Gelsenkirchen-Ückendorf. Die Pandemie hat Ingo Appelt nicht leiser gemacht. Der Komiker will immer noch die „Drecksau geben“. In Gelsenkirchen fordert er die Buh-Rufe.
Das müssen sie aushalten, und das wissen sie auch vorher. Wenn Ingo Appelt kommt, ist es mit dem Schönreden vorbei. Der Komiker ist eben nicht in erster Linie komisch oder schon gar nicht politisch korrekt nach dem Zeitgeist. Er ist dreist, ordinär, giftig, böse und sexistisch. Deswegen sind sie auch hier in der Heilig-Kreuz-Kirche in Gelsenkirchen-Ückendorf.
Er streift ganz kurz die Örtlichkeit, weil er mit Vollgas durchstartet, viel zu schnell, um korrekt mitzuschreiben. Aber warum korrekt? Also, „ist ja toll, mal was anderes. Wat ‘n schöner Saal“, fängt er an, mehr Zeit gibt er diesem Spielort nicht.
Festgelegt auf seine Rolle seit „RTL Samstag Nacht“
Der ist übrigens nicht ausverkauft, kein Wunder, denn Appelt kommt an drei Abenden hintereinander in Essen, Gelsenkirchen und Oberhausen mit „Startschuss – Auf die Kacke, fertig, los!“ auf die Bühne. Ist das ein neues Programm, hat er neue Themen? Eher nicht. Macht aber auch nichts. Er hat sich festgelegt, schon damals in den 1980er Jahren bei „RTL Samstag Nacht“.

◆ ◆ ◆ ◆ ◆ ◆ ◆

§ **ZU BEARBEITENDE AUFGABEN**:
1. Übersetze bitte den Satz „Wenn Ingo Appelt kommt, ist es mit dem Schönreden vorbei.“ aus dem Text über Ingo Appelt ins Englische.
2. Fasse den Text über Ingo Appelt in zwei Sätzen zusammen.
Die anschließenden Einträge sind eigenständiges Material und gehören nicht zum Text über Ingo Appelt.

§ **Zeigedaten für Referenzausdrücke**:
◆ ◆ ◆ ◆ ◆ ◆ ◆

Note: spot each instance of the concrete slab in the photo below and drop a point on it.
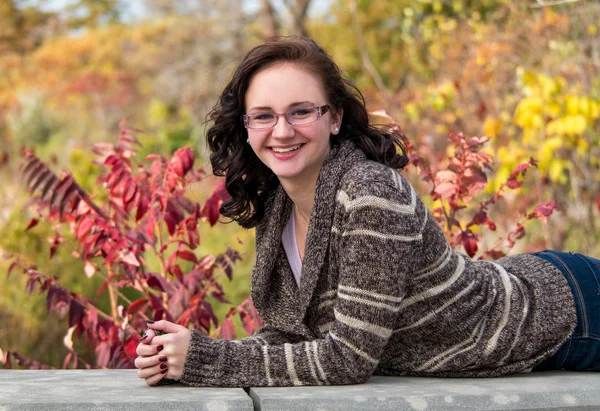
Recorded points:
(66, 390)
(535, 391)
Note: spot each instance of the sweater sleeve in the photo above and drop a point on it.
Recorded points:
(380, 228)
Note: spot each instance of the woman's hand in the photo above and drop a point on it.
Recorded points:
(162, 355)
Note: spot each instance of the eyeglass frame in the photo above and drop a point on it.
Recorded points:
(321, 110)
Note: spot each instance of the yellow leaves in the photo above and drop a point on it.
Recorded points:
(570, 125)
(492, 127)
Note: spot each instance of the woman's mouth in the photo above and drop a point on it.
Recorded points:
(284, 150)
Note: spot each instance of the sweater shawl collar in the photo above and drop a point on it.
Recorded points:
(278, 208)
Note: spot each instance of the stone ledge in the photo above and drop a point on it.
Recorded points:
(53, 390)
(95, 390)
(535, 391)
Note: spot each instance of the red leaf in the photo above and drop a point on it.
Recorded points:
(544, 210)
(211, 209)
(157, 282)
(32, 223)
(102, 354)
(10, 268)
(131, 346)
(513, 183)
(56, 241)
(445, 176)
(469, 241)
(137, 305)
(227, 330)
(143, 206)
(187, 255)
(446, 189)
(76, 312)
(182, 161)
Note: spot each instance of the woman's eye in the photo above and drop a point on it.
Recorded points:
(300, 112)
(263, 117)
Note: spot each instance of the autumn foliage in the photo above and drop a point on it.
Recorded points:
(144, 214)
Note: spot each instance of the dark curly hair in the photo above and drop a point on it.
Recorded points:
(247, 179)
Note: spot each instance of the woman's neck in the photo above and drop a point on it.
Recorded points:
(302, 195)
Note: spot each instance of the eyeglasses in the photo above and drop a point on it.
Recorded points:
(296, 117)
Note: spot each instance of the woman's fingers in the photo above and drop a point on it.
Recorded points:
(164, 325)
(148, 336)
(155, 378)
(151, 361)
(148, 372)
(144, 350)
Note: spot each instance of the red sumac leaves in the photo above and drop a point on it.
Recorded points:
(141, 238)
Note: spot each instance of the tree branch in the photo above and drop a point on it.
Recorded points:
(544, 3)
(366, 60)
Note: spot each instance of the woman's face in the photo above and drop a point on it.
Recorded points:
(295, 153)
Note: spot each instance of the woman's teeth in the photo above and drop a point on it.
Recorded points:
(285, 150)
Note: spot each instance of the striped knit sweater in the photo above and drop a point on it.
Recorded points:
(382, 293)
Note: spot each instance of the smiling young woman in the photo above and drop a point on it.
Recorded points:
(353, 275)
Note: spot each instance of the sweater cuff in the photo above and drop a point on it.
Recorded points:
(199, 369)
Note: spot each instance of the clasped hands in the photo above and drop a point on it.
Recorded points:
(162, 355)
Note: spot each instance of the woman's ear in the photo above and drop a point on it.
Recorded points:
(336, 123)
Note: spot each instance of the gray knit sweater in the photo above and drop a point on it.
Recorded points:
(382, 293)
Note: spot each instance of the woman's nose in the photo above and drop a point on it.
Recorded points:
(283, 129)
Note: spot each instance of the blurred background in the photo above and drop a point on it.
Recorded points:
(526, 74)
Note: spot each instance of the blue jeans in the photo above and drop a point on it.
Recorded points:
(582, 350)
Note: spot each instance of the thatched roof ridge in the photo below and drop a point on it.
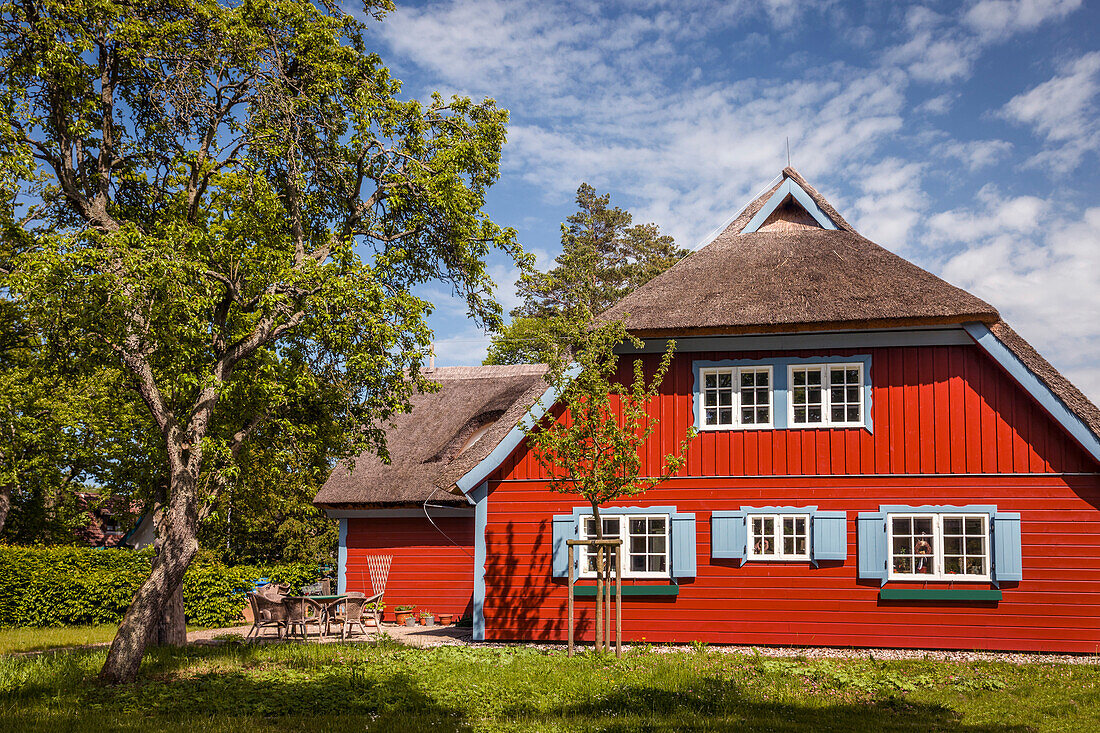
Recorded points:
(444, 435)
(790, 281)
(743, 219)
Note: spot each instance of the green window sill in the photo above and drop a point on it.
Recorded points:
(581, 591)
(938, 594)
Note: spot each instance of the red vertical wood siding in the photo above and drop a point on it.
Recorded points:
(427, 570)
(1056, 608)
(935, 409)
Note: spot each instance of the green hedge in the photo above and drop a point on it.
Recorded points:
(72, 586)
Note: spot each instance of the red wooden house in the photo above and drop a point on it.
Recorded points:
(881, 461)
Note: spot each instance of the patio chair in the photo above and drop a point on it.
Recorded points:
(266, 613)
(300, 614)
(349, 613)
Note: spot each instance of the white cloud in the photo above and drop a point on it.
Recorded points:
(1064, 111)
(1040, 270)
(1002, 18)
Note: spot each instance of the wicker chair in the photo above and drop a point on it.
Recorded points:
(350, 614)
(301, 613)
(266, 613)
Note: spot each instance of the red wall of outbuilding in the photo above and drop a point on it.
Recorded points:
(428, 570)
(949, 428)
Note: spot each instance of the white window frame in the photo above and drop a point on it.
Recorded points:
(625, 536)
(780, 555)
(826, 369)
(937, 547)
(736, 406)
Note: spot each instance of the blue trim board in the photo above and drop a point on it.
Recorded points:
(516, 435)
(780, 389)
(799, 194)
(481, 518)
(1035, 387)
(342, 558)
(954, 336)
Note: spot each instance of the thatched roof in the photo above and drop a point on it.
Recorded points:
(793, 280)
(444, 435)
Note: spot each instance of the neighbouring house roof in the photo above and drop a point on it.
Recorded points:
(444, 435)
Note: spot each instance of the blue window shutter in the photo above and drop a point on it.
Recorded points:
(871, 528)
(728, 536)
(564, 527)
(831, 536)
(1008, 550)
(683, 545)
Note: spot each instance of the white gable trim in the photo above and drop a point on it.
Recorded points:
(474, 477)
(789, 187)
(1035, 387)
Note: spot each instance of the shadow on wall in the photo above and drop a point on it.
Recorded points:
(518, 603)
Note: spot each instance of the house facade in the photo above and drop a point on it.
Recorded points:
(880, 461)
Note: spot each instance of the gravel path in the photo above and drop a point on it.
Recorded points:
(429, 636)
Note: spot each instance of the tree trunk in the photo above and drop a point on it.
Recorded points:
(155, 601)
(4, 503)
(172, 626)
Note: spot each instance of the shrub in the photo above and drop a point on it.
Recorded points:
(70, 586)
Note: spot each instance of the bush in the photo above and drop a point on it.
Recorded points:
(72, 586)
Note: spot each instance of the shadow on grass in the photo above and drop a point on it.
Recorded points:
(712, 704)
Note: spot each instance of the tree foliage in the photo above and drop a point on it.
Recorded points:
(229, 204)
(604, 258)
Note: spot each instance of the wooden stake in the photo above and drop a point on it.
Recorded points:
(571, 600)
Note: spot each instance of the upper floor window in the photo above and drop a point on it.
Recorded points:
(827, 395)
(737, 396)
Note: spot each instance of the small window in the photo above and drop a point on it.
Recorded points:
(737, 397)
(645, 544)
(827, 395)
(779, 537)
(938, 546)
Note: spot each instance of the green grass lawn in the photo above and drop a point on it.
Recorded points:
(294, 687)
(34, 638)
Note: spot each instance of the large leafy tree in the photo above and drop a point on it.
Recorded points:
(604, 258)
(229, 204)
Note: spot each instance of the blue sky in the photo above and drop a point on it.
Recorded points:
(964, 137)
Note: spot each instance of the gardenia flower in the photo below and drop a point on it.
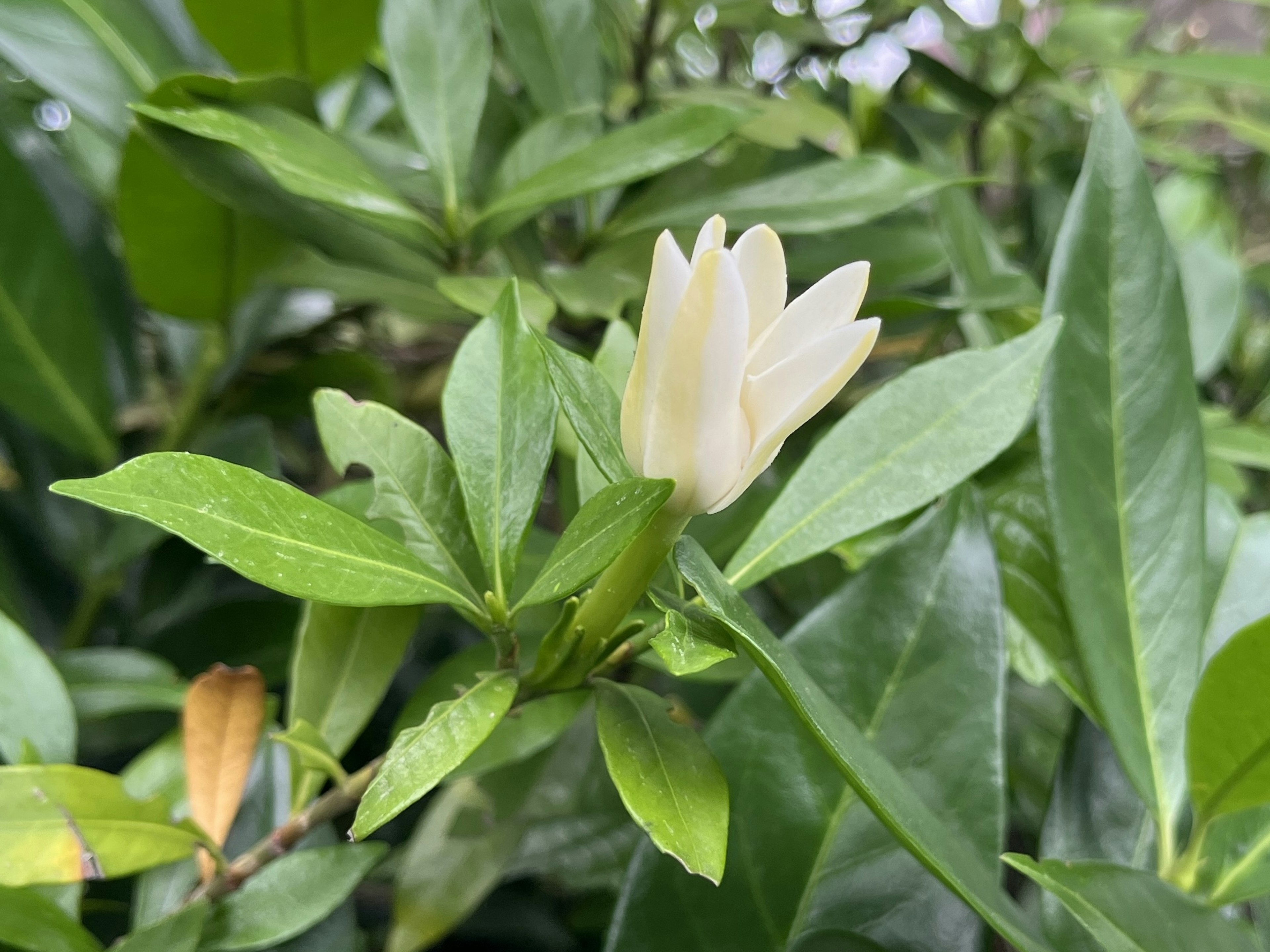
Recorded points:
(724, 371)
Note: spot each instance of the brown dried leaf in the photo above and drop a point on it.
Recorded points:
(222, 723)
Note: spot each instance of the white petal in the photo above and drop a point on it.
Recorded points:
(792, 393)
(827, 305)
(710, 238)
(698, 433)
(762, 267)
(666, 286)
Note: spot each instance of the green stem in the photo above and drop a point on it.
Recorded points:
(210, 360)
(624, 582)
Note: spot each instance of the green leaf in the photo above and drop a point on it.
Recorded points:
(342, 666)
(1214, 69)
(178, 932)
(313, 39)
(35, 705)
(1132, 911)
(599, 534)
(107, 827)
(51, 362)
(500, 413)
(1124, 465)
(912, 440)
(439, 55)
(671, 784)
(591, 405)
(303, 159)
(265, 530)
(836, 193)
(35, 923)
(289, 896)
(416, 484)
(943, 850)
(1229, 728)
(688, 648)
(630, 153)
(422, 757)
(479, 296)
(312, 748)
(921, 676)
(554, 49)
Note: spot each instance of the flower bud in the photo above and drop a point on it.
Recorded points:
(724, 371)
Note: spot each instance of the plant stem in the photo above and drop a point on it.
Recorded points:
(278, 843)
(210, 358)
(624, 582)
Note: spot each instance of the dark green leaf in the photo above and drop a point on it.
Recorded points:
(599, 534)
(35, 705)
(35, 923)
(921, 674)
(439, 55)
(287, 896)
(943, 850)
(416, 484)
(500, 413)
(1132, 911)
(837, 193)
(51, 364)
(421, 757)
(671, 784)
(909, 442)
(265, 530)
(1124, 466)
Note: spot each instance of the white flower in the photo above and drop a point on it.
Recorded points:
(724, 371)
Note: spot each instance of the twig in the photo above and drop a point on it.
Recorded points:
(278, 843)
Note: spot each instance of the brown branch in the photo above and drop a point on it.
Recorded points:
(278, 843)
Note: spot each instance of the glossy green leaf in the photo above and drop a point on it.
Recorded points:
(1229, 728)
(108, 831)
(416, 484)
(1132, 911)
(912, 440)
(671, 784)
(921, 674)
(599, 534)
(312, 749)
(51, 361)
(628, 154)
(313, 39)
(439, 55)
(265, 530)
(35, 705)
(837, 193)
(591, 407)
(1123, 459)
(178, 932)
(500, 413)
(342, 666)
(1216, 69)
(686, 647)
(943, 850)
(421, 757)
(303, 159)
(554, 49)
(289, 896)
(35, 923)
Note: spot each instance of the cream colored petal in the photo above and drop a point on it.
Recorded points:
(827, 305)
(762, 267)
(710, 238)
(792, 393)
(698, 433)
(666, 286)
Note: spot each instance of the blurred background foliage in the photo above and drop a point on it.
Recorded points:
(209, 210)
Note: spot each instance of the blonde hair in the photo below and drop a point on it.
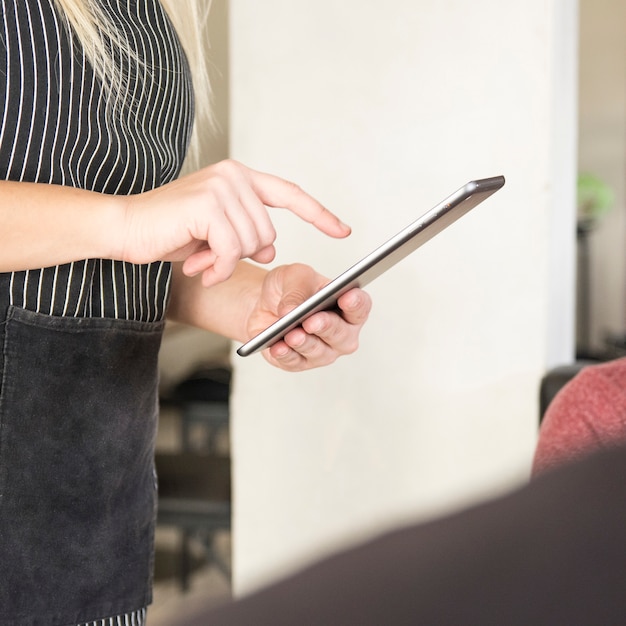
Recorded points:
(105, 46)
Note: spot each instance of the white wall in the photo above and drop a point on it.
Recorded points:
(381, 110)
(602, 151)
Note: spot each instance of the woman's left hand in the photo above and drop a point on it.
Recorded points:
(324, 336)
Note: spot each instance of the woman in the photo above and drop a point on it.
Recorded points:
(100, 242)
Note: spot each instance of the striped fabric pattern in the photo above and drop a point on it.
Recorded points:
(54, 129)
(137, 618)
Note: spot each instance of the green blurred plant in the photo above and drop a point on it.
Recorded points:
(595, 199)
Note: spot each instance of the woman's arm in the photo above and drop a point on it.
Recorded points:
(208, 220)
(44, 225)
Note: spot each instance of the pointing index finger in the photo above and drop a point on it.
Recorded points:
(280, 193)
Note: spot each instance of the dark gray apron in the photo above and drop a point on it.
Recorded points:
(78, 414)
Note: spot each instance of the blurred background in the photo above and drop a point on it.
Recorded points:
(381, 111)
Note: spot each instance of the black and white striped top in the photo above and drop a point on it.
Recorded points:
(54, 129)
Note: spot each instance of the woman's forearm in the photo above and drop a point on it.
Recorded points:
(223, 308)
(44, 225)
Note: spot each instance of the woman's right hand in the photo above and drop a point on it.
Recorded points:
(215, 217)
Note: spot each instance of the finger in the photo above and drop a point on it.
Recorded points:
(258, 215)
(333, 331)
(279, 193)
(355, 306)
(198, 262)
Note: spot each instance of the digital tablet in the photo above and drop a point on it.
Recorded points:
(380, 260)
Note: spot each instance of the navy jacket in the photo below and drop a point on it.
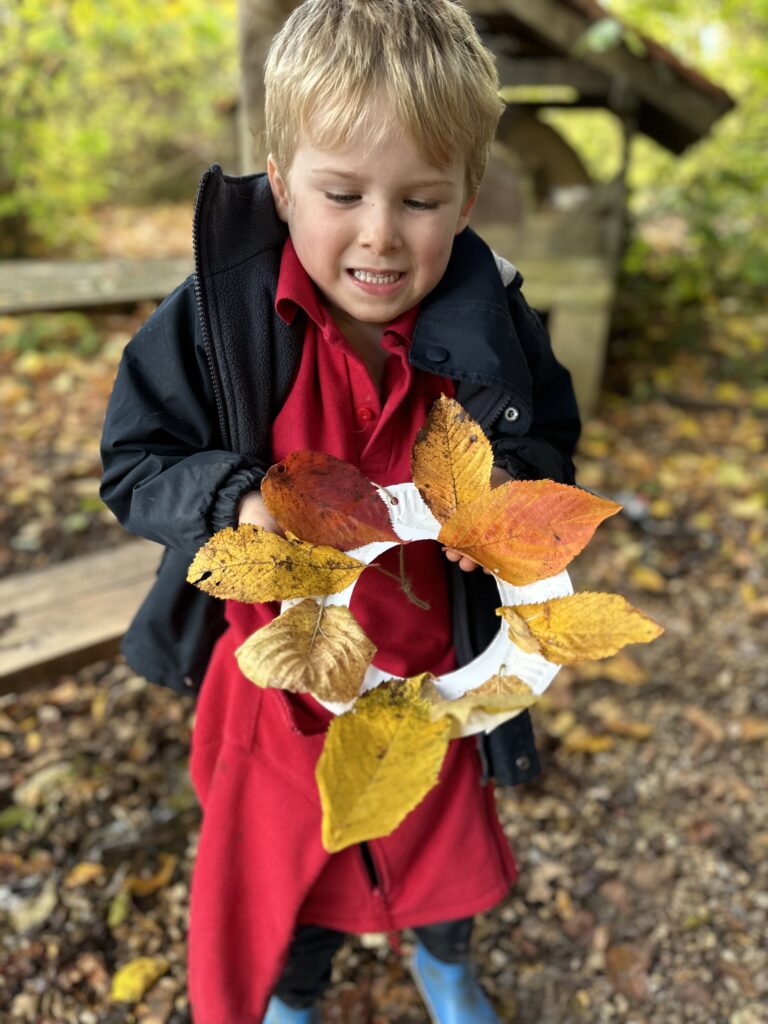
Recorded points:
(187, 425)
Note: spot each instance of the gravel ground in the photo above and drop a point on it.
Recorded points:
(642, 848)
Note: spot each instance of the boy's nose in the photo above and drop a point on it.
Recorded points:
(380, 232)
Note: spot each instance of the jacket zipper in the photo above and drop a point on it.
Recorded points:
(203, 315)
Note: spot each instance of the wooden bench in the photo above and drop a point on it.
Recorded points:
(29, 286)
(59, 619)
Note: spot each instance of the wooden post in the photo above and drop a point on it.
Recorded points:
(258, 22)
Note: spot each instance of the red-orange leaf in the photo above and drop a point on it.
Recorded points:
(526, 529)
(326, 501)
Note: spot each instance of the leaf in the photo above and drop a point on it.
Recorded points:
(131, 981)
(581, 627)
(309, 649)
(252, 564)
(145, 887)
(451, 460)
(498, 694)
(526, 529)
(83, 873)
(326, 501)
(379, 761)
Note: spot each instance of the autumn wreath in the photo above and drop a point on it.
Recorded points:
(384, 750)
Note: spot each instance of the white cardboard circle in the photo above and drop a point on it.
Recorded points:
(412, 520)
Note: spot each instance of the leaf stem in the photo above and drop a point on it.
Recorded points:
(403, 581)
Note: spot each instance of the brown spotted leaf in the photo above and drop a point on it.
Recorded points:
(526, 529)
(451, 460)
(252, 564)
(326, 501)
(309, 649)
(499, 694)
(581, 627)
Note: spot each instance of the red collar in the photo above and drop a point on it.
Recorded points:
(297, 291)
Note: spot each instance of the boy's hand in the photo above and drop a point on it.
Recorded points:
(498, 476)
(253, 510)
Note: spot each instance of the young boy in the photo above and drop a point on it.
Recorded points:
(334, 299)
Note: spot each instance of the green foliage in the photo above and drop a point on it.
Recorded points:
(99, 97)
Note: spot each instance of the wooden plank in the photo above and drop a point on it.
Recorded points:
(561, 27)
(27, 286)
(58, 619)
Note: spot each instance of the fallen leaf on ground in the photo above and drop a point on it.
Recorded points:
(451, 459)
(309, 649)
(131, 981)
(378, 762)
(326, 501)
(251, 564)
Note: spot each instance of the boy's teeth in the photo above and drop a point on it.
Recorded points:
(376, 279)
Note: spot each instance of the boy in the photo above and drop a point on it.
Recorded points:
(334, 299)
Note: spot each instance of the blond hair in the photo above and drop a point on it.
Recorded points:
(334, 57)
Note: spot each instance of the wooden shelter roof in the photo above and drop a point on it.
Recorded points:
(535, 42)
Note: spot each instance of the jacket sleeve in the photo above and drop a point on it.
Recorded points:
(547, 449)
(166, 475)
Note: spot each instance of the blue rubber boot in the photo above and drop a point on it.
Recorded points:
(279, 1012)
(451, 992)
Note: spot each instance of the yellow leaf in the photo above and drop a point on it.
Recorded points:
(647, 579)
(251, 564)
(526, 529)
(452, 459)
(309, 649)
(581, 740)
(379, 761)
(145, 887)
(131, 981)
(83, 873)
(498, 694)
(581, 627)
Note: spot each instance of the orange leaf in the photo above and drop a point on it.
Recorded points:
(451, 460)
(526, 529)
(326, 501)
(581, 627)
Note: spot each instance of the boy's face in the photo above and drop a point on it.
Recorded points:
(373, 225)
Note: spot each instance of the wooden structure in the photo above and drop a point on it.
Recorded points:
(538, 206)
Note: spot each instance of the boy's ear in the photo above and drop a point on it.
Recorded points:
(280, 189)
(464, 215)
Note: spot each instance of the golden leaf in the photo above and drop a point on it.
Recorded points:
(131, 981)
(379, 761)
(451, 459)
(252, 564)
(581, 627)
(309, 649)
(526, 529)
(499, 694)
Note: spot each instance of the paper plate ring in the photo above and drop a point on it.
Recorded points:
(412, 520)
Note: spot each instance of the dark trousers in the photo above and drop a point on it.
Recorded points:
(307, 972)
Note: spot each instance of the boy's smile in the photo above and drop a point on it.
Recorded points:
(373, 225)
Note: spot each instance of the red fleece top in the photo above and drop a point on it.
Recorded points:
(261, 867)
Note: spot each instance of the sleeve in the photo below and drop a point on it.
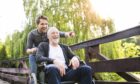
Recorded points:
(71, 53)
(29, 41)
(41, 55)
(62, 34)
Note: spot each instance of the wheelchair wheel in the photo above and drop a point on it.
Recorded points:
(32, 79)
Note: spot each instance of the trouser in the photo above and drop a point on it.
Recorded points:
(33, 69)
(83, 75)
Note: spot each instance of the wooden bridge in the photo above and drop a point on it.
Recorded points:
(92, 51)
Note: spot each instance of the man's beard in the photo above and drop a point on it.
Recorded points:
(56, 41)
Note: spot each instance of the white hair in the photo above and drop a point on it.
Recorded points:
(50, 30)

◆ ◆ ◆ ◆ ◆ ◆ ◆

§ **LÖSUNGEN**:
1. When Ingo Appelt comes, the sugarcoating is over.

2. Der Komiker Ingo Appelt, den die Pandemie nicht leiser gemacht hat, tritt dreist, ordinär und böse in der Heilig-Kreuz-Kirche in Gelsenkirchen-Ückendorf auf und fordert dort die Buh-Rufe. Sein Programm „Startschuss – Auf die Kacke, fertig, los!“, mit dem er an drei Abenden hintereinander in Essen, Gelsenkirchen und Oberhausen spielt, bietet eher keine neuen Themen, denn auf seine Rolle hat er sich schon bei „RTL Samstag Nacht“ festgelegt.